* [What needs to be done]: Locate each line below that contains the string "instance" and reproduce those lines verbatim.

* [Data in this exercise]:
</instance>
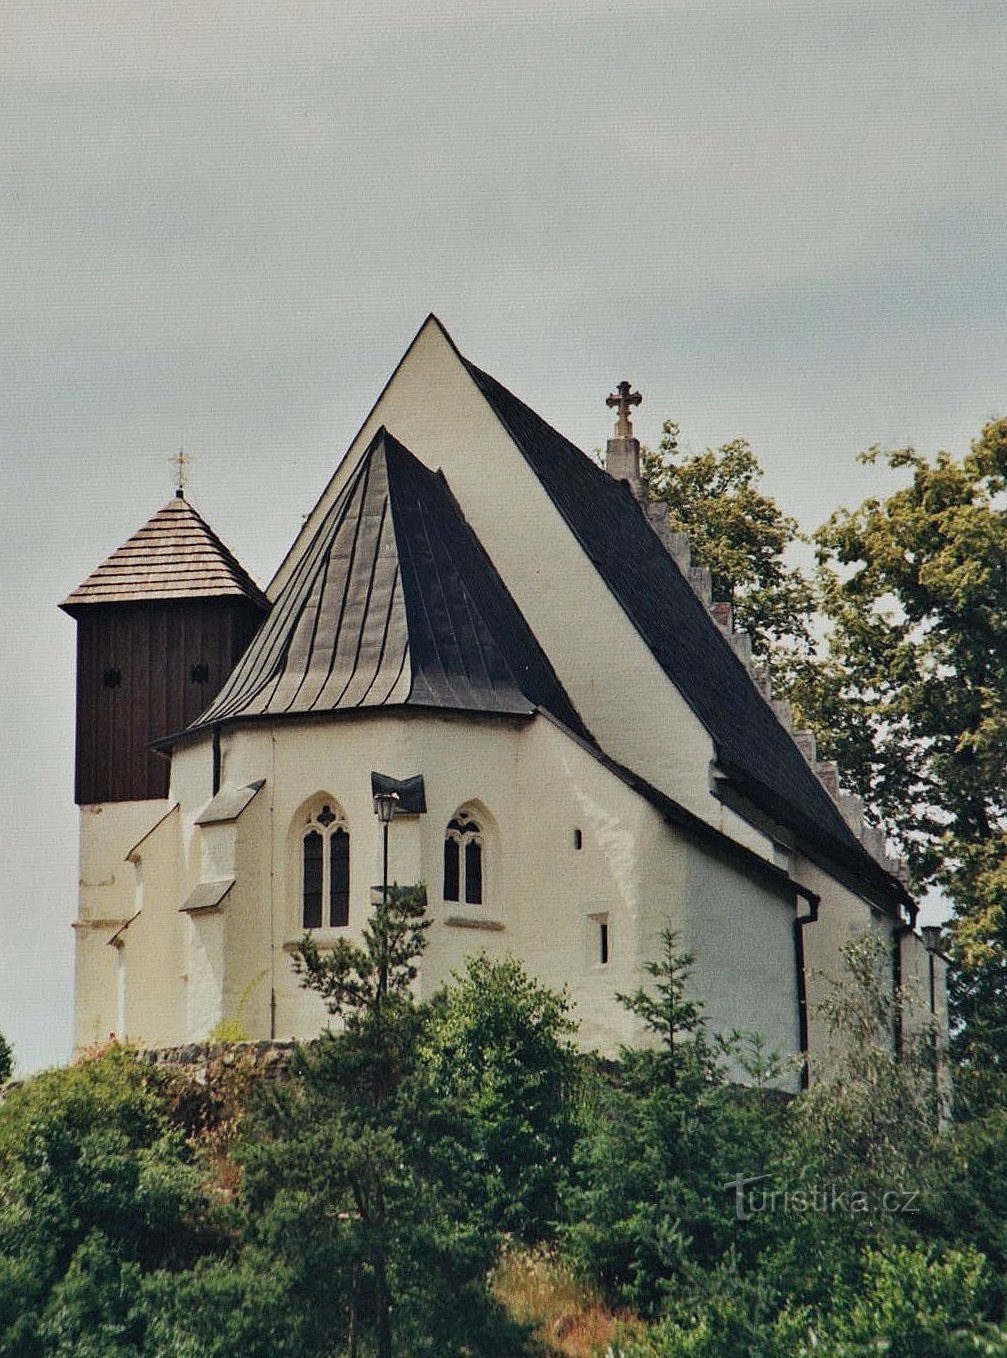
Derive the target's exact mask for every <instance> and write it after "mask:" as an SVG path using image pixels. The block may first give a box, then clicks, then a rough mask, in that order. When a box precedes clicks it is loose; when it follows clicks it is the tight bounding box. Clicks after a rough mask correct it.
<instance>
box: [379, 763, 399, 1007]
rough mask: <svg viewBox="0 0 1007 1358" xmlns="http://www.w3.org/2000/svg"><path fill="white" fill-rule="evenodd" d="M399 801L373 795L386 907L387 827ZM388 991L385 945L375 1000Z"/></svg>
mask: <svg viewBox="0 0 1007 1358" xmlns="http://www.w3.org/2000/svg"><path fill="white" fill-rule="evenodd" d="M398 800H399V794H398V792H388V790H380V792H376V793H375V815H376V816H377V819H379V820H380V823H381V834H383V839H384V845H383V870H381V904H383V906H385V907H387V906H388V826H389V824H391V820H392V816H394V815H395V805H396V803H398ZM381 928H383V930H384V929H387V928H388V921H387V919H385V921H384V922H383V926H381ZM387 990H388V953H387V944H385V945H383V949H381V963H380V966H379V970H377V998H379V1004H380V1002H381V1001H383V999H384V995H385V993H387Z"/></svg>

* [The answer]:
</instance>
Derive the target's exact mask for every <instance> and write it after "mask:" as an SVG path using image pixels. The block may first give a box, then clicks, then a rough mask, in that order. When a box precedes clicks it is loose; when it follows clicks it is the tight bounding box. Clicks after a rough mask correct it.
<instance>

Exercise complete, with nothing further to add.